[Opening Given data section]

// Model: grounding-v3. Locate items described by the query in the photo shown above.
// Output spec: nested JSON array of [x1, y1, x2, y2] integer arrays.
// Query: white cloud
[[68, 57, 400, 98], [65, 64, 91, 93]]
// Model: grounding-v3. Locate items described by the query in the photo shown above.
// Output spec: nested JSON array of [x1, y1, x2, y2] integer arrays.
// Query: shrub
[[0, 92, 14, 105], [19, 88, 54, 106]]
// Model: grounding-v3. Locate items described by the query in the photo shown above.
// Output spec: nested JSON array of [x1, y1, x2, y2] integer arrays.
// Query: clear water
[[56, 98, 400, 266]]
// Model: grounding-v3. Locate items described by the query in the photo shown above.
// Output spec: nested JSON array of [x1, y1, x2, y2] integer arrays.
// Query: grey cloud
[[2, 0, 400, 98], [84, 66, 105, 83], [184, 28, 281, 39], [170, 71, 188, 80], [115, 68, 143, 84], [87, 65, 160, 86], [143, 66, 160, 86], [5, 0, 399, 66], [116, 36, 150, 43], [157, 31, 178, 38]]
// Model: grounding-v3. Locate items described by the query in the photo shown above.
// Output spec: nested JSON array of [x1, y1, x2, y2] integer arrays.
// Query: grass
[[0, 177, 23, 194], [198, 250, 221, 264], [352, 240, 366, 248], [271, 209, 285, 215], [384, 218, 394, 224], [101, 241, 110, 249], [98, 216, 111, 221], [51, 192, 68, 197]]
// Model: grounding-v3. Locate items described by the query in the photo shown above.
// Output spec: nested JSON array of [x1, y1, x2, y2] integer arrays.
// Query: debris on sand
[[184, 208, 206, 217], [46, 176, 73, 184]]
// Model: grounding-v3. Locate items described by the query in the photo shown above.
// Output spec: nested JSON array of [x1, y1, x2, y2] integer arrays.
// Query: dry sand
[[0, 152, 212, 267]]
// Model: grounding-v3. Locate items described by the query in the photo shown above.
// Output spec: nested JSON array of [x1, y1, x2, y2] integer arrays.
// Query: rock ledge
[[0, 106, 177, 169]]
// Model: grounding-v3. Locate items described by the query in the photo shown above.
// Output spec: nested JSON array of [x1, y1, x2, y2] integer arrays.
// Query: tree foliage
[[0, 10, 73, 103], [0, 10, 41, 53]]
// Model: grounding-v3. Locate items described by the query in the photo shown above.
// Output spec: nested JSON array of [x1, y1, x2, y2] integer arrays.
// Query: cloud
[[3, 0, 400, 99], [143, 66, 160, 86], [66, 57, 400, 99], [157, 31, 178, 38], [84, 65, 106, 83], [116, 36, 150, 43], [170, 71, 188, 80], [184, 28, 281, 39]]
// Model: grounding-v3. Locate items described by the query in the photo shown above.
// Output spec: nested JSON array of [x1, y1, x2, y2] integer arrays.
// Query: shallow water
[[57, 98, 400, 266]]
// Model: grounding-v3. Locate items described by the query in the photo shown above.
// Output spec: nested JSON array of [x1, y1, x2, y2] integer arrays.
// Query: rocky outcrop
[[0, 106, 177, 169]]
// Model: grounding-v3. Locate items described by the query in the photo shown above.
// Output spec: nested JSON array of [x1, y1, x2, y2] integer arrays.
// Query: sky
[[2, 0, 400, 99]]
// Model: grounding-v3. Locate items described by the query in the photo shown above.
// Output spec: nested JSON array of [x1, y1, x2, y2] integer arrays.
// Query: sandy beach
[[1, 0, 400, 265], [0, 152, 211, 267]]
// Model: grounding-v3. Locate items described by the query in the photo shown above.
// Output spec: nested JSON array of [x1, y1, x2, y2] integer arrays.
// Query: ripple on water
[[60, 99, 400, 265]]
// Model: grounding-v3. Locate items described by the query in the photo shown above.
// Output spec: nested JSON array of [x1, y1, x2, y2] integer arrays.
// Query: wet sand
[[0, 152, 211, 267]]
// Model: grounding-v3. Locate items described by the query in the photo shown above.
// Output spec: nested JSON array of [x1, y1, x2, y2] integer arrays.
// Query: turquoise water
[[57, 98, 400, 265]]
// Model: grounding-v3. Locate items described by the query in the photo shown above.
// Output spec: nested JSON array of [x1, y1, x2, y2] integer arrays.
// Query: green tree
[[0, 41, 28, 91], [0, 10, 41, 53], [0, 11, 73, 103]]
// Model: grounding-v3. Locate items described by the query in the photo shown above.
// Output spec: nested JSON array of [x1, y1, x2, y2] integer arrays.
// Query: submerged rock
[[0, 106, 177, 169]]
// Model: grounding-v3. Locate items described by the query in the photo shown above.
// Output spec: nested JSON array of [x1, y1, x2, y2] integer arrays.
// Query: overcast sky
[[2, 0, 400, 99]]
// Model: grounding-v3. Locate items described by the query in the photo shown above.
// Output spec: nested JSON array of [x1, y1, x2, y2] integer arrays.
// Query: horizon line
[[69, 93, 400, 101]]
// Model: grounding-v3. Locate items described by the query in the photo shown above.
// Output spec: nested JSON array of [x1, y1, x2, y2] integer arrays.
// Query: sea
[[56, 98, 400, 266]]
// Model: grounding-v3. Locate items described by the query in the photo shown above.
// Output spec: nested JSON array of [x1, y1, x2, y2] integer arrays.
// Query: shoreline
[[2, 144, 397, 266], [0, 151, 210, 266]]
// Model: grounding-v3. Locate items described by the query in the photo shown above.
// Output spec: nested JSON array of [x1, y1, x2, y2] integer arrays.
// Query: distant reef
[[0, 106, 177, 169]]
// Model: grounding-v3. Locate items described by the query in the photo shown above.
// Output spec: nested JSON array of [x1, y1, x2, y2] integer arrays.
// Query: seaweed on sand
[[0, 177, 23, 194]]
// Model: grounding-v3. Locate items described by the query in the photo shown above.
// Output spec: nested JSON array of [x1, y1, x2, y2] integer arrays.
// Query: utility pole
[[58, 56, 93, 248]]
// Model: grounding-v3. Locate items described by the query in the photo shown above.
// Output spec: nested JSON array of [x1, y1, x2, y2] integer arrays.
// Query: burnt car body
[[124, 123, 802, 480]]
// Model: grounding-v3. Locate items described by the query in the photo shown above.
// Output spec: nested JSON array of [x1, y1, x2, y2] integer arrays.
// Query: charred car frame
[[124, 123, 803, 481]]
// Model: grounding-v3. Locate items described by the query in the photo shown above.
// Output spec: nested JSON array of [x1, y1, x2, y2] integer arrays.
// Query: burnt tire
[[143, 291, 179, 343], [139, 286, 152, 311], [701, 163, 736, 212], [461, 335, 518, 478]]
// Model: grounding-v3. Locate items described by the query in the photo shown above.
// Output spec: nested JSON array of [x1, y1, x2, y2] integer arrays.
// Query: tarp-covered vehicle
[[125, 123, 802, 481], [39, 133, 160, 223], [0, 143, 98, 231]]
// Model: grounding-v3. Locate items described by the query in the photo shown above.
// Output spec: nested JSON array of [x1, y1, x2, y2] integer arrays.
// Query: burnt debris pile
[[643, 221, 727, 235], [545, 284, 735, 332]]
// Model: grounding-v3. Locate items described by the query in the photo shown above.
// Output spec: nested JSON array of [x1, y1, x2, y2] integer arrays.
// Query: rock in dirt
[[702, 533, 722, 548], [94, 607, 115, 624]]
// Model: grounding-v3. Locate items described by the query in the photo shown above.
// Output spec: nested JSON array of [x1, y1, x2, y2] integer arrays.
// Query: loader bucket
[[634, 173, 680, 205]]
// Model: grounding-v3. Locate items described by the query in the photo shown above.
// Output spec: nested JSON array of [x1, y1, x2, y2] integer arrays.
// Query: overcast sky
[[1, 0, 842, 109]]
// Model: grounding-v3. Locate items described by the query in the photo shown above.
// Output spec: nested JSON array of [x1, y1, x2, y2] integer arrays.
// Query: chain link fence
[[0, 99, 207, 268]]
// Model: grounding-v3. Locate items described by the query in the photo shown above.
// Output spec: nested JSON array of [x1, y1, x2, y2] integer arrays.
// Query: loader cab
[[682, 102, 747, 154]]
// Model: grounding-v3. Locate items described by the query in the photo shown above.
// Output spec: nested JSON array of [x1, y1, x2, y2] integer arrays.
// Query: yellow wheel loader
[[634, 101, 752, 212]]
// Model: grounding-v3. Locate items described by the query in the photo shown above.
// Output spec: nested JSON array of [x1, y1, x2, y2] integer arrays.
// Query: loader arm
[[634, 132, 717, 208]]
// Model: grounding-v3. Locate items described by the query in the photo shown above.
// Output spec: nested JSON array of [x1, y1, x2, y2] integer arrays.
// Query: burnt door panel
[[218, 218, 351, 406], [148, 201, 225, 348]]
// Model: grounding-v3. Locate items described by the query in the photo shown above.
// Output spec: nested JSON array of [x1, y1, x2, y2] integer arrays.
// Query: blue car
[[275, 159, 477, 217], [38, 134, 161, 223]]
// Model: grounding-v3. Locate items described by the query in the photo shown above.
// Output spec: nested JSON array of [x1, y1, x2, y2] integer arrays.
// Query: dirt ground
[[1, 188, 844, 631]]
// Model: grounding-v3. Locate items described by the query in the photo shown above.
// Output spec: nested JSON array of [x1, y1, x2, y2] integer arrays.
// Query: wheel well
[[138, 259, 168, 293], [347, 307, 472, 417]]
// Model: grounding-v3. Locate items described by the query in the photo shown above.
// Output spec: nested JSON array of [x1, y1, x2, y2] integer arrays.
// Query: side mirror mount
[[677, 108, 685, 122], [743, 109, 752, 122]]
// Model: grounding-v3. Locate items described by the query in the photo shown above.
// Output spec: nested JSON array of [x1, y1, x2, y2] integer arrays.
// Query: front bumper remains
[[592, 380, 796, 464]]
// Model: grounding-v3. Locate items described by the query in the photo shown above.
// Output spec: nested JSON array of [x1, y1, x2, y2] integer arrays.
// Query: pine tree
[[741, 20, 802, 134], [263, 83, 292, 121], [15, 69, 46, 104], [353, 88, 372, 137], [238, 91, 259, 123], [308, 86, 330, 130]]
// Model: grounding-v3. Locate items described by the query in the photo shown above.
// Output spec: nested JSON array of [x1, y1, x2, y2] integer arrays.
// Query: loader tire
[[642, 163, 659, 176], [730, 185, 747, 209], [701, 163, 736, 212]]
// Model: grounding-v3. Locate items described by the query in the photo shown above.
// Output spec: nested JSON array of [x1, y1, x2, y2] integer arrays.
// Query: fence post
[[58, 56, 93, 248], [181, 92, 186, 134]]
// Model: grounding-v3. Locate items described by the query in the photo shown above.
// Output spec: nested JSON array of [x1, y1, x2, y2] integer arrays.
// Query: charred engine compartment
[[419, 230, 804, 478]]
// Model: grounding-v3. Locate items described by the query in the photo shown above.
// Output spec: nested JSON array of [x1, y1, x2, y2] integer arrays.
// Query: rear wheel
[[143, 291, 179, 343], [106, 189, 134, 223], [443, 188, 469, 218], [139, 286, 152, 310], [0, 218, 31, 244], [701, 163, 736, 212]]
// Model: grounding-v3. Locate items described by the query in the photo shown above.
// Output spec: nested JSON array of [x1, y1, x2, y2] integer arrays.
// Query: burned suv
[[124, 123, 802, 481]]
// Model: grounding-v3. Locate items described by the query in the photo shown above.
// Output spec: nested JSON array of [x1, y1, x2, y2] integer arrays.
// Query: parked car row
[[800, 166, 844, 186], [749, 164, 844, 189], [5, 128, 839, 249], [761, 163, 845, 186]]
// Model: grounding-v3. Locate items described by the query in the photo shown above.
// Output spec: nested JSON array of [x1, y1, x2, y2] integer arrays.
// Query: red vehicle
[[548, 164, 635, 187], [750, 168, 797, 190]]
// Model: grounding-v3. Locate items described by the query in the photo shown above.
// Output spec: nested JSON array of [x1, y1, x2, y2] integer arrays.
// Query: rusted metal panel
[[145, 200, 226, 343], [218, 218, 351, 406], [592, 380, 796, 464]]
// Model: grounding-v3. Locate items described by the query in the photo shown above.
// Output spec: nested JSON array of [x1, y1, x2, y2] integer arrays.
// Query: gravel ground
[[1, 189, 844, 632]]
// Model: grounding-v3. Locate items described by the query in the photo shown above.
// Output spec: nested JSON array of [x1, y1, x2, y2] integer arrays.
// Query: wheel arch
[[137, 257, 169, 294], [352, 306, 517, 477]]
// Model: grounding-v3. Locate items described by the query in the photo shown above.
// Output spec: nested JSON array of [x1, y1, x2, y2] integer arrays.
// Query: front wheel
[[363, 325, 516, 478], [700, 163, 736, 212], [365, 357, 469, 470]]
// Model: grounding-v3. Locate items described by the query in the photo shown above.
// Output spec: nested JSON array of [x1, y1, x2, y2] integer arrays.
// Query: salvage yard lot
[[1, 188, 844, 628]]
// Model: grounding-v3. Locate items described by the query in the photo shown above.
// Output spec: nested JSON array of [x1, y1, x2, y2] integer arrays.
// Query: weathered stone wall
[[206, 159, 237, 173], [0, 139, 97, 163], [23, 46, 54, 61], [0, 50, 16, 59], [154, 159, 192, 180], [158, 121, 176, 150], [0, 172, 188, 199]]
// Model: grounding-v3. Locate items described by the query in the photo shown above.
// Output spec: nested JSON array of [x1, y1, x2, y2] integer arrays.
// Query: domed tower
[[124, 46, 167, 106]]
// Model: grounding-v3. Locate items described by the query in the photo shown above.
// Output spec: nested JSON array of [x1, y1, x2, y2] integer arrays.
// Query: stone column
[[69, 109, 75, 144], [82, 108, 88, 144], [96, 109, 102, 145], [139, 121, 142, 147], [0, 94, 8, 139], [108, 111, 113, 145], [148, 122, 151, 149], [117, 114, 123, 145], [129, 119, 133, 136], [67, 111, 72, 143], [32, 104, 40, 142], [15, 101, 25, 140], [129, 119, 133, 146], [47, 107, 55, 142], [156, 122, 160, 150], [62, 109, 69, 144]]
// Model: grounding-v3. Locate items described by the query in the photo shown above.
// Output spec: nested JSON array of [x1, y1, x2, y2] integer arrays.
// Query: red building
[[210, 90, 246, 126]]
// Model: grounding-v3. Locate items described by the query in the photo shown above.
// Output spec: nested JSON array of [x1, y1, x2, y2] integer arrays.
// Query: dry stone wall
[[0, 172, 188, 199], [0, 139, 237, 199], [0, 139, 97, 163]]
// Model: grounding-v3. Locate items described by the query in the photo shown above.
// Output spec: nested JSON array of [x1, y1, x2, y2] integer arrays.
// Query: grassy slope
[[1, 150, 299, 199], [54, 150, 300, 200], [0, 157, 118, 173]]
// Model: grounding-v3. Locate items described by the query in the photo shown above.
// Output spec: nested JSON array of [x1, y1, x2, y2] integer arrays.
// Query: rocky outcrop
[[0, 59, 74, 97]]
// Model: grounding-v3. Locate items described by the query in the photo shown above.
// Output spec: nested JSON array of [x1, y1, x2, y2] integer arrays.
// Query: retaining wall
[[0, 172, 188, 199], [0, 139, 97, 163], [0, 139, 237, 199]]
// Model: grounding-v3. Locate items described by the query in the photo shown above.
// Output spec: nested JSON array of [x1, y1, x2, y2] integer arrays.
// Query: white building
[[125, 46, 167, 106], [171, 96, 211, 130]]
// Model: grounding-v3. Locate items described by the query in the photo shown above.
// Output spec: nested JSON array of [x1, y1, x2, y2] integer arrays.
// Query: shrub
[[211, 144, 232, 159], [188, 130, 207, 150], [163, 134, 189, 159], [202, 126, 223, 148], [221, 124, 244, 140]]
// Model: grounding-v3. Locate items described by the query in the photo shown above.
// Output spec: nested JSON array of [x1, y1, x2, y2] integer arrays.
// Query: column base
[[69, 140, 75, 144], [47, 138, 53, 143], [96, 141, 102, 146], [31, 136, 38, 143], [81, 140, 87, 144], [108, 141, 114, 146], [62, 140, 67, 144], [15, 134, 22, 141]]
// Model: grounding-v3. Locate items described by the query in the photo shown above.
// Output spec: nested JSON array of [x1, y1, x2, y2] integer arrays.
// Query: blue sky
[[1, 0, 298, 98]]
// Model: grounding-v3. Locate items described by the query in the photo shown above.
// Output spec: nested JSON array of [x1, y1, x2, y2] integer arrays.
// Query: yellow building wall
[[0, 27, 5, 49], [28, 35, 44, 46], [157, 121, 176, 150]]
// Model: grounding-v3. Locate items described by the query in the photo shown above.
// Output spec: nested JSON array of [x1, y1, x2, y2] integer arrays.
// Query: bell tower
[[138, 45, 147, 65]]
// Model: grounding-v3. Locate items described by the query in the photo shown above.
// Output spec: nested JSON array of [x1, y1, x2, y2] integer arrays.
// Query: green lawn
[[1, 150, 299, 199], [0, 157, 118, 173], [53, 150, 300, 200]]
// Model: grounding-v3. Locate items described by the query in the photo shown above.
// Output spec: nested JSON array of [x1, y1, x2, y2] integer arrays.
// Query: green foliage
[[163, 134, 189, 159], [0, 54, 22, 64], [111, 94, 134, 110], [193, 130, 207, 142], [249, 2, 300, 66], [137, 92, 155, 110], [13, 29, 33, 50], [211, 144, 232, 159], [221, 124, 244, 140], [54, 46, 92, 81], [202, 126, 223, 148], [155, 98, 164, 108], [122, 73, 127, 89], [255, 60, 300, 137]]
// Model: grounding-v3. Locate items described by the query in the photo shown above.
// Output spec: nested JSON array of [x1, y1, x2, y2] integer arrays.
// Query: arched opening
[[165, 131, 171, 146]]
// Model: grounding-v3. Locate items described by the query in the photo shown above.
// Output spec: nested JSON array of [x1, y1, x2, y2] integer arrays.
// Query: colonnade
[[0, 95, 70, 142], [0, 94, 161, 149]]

[Closing Given data section]

- [Exercise goal]: The answer should be nothing more than the lines from the one with "Query: bell tower" through the end of the entries, restated word for word.

- [Task response]:
// Query: bell tower
[[138, 45, 147, 65]]
// Model: grounding-v3. Locate items described by the query in the photo shown above.
// Output spec: nested JSON array of [x1, y1, x2, y2] integer arrays.
// Query: green lawn
[[1, 150, 299, 199], [0, 157, 118, 173], [53, 150, 300, 200]]
// Model: grounding-v3. Locate items described by the query in the photo shown above.
// Output spec: nested JSON array of [x1, y1, x2, y2] integer arrays.
// Query: green foliage
[[163, 134, 189, 159], [0, 54, 22, 64], [111, 94, 134, 110], [193, 130, 207, 142], [249, 2, 300, 66], [137, 92, 155, 110], [13, 29, 33, 50], [211, 144, 232, 159], [221, 124, 244, 140], [54, 46, 92, 81], [202, 126, 223, 148], [155, 98, 164, 108], [122, 73, 127, 89], [255, 60, 300, 137]]
// Model: grounding-v3. Locate items described by the query in the photo shown above.
// Output spec: nested JSON array of [x1, y1, x2, y2] integer arrays.
// Query: arched opening
[[165, 131, 171, 146]]
// Model: grounding-v3. Locate items described by the query in the photo shown above.
// Output spec: nested JSON array of [x1, y1, x2, y2] integer arrays.
// Query: colonnade
[[0, 95, 70, 142], [0, 94, 161, 149]]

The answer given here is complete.